**Short problem**
Repeat the data below verbatim, from the line with "of the blue" up to and including the line with "pixel 80 235".

** START **

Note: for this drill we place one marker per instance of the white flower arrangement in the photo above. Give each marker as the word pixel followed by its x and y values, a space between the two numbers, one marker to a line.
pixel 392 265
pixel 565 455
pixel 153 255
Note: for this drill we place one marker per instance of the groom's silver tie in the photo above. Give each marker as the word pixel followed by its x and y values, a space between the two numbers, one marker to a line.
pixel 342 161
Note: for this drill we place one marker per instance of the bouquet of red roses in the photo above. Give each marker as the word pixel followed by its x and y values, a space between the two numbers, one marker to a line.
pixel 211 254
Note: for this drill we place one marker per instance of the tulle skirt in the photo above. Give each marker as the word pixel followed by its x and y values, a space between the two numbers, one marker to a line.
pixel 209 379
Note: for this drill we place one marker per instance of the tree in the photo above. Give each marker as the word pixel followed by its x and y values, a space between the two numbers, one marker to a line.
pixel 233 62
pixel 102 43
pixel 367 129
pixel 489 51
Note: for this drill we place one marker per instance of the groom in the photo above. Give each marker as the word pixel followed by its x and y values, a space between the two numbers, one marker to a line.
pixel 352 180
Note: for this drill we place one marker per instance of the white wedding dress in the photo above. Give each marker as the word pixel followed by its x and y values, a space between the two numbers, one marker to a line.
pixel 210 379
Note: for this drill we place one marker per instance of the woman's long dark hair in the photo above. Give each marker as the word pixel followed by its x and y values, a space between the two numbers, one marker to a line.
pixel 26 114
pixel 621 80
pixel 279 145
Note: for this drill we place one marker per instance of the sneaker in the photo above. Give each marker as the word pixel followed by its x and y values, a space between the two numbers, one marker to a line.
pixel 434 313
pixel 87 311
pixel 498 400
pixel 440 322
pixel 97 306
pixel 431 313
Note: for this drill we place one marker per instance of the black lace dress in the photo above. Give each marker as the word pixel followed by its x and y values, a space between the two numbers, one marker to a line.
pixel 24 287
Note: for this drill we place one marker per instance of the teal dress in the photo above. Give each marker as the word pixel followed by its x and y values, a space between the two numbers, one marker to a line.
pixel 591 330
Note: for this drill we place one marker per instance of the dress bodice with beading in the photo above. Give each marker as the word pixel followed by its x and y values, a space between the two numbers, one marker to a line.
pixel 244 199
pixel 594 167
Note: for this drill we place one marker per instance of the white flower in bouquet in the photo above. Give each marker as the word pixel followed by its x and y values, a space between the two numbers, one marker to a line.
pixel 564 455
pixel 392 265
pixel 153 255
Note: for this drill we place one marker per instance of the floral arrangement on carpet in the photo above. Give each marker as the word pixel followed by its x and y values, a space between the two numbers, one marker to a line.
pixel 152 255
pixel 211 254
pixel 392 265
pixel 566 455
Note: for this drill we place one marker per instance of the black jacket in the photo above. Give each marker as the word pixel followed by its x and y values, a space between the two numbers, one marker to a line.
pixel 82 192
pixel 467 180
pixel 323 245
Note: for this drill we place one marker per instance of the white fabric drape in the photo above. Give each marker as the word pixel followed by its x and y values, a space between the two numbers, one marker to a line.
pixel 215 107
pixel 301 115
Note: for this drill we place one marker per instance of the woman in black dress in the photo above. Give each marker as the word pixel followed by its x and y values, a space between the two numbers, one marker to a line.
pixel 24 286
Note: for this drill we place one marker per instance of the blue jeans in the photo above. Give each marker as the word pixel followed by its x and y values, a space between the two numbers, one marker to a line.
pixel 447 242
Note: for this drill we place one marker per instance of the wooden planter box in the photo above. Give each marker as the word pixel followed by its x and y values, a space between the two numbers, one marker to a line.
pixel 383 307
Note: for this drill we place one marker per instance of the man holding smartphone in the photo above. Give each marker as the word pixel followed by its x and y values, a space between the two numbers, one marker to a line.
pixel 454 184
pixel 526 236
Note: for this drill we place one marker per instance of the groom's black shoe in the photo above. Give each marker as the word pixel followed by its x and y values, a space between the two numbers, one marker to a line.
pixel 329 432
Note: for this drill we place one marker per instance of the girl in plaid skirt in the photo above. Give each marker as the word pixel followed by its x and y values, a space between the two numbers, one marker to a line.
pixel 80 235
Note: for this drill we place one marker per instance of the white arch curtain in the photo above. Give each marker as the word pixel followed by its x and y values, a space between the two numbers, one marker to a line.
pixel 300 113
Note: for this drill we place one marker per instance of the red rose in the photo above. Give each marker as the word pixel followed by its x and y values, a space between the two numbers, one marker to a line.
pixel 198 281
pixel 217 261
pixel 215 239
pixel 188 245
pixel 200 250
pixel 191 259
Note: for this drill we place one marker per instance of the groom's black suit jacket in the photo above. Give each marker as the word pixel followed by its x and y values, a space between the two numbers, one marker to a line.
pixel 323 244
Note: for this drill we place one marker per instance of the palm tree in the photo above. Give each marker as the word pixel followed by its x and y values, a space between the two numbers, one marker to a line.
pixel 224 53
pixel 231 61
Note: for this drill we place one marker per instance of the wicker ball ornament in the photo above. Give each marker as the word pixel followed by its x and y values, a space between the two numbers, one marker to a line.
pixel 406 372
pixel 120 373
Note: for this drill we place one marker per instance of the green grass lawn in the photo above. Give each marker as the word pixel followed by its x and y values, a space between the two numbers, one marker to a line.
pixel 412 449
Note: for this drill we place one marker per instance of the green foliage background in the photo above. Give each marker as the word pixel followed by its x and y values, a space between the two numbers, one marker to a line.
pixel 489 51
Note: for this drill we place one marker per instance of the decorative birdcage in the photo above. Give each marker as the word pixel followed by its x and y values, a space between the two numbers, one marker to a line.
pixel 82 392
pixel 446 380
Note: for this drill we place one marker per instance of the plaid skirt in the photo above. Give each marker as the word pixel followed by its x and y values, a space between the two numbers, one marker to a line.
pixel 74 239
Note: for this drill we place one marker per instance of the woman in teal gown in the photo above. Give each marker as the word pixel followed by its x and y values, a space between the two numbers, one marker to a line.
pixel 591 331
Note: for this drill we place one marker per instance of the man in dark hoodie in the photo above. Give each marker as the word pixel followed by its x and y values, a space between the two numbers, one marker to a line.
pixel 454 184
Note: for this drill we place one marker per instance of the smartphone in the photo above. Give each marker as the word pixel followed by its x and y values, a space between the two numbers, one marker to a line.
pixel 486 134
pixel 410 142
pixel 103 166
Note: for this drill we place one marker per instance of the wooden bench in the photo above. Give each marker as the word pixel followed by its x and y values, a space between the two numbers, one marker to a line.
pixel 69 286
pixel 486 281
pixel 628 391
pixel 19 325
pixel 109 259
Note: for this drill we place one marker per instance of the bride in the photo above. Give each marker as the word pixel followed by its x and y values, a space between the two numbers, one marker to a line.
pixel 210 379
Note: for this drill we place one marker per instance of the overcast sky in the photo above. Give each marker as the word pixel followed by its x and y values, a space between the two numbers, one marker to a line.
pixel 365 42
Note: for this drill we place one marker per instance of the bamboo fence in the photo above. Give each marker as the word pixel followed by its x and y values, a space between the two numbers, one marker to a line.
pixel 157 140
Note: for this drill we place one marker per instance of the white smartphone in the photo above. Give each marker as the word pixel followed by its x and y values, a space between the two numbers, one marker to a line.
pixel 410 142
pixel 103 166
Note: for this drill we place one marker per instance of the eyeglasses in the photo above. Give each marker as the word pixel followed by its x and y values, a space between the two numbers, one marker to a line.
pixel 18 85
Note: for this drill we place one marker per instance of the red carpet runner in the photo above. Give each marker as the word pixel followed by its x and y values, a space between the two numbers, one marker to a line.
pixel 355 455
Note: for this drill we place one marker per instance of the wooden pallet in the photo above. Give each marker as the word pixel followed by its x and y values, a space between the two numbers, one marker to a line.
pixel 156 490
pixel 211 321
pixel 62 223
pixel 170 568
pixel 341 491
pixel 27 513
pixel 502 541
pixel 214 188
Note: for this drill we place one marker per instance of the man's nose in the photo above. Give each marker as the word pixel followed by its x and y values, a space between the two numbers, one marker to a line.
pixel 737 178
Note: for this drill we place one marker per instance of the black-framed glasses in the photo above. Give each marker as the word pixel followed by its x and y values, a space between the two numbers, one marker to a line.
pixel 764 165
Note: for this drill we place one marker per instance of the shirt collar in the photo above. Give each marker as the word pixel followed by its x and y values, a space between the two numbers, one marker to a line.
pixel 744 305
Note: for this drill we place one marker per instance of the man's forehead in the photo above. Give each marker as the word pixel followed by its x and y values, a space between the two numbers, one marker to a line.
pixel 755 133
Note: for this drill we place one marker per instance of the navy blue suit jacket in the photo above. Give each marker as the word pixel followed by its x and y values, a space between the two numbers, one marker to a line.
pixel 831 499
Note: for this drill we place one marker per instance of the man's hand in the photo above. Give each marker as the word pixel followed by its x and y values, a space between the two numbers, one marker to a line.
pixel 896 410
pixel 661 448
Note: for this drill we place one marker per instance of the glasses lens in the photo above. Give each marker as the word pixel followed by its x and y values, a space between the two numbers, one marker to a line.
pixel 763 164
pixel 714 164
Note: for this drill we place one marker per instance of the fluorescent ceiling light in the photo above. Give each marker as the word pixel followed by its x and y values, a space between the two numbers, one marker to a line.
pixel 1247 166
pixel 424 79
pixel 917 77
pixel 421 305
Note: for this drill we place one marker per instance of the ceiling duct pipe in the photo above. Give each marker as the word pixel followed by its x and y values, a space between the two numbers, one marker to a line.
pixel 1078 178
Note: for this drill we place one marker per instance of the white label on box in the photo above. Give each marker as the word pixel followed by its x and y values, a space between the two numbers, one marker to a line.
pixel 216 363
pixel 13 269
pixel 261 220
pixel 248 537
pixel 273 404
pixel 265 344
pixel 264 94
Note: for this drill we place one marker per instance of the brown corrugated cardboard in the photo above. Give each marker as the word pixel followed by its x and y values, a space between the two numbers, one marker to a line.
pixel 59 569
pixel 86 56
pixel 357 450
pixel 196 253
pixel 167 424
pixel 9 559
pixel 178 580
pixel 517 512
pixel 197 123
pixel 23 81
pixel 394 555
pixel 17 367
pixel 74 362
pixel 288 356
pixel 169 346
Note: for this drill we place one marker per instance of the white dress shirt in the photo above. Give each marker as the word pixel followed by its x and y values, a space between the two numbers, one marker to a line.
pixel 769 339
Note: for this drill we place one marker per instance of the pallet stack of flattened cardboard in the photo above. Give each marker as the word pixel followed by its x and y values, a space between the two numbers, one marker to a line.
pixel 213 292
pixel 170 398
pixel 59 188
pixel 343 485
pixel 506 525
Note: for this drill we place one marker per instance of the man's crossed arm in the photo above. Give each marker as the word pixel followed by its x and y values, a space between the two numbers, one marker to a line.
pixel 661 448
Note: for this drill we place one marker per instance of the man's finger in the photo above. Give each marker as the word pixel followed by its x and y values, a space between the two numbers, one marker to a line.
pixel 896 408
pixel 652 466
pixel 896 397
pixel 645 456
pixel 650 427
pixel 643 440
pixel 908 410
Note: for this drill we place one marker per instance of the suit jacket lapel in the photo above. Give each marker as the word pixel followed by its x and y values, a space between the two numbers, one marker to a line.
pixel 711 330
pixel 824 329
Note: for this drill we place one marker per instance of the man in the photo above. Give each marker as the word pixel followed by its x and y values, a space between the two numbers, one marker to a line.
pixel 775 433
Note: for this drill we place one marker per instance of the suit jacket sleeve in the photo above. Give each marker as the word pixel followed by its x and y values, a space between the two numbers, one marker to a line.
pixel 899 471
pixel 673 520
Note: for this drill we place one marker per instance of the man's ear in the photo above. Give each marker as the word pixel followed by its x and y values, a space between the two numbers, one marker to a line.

** END **

**Written answer**
Note: for this drill we place one marker per instance of the blue jeans in the photo above. Give each marker as the word pixel followed by its x and y values, a space between the two numbers, one marker to a line.
pixel 447 242
Note: for this drill we place one marker per instance of the wooden planter box in the photo above. Give each marker as the word pixel followed by its x and y values, a space between the two numbers, one marker to a line.
pixel 383 307
Note: for this drill we place one marker per instance of the man holding smartphone in the photo above. Give each marker as the word pixel followed by its x and y values, a space between the two numbers, one marker to a line.
pixel 454 184
pixel 526 236
Note: for this drill we place one marker per instance of the groom's black shoe in the photo above. Give each marker as the word pixel followed by its x and y values, a space between the two numbers, one marker to a line.
pixel 329 432
Note: for this drill we place one marker per instance of the girl in plaid skirt in the photo above. Give each marker as the word pixel followed by its x and y values, a space between the two numbers, one marker to a line.
pixel 80 235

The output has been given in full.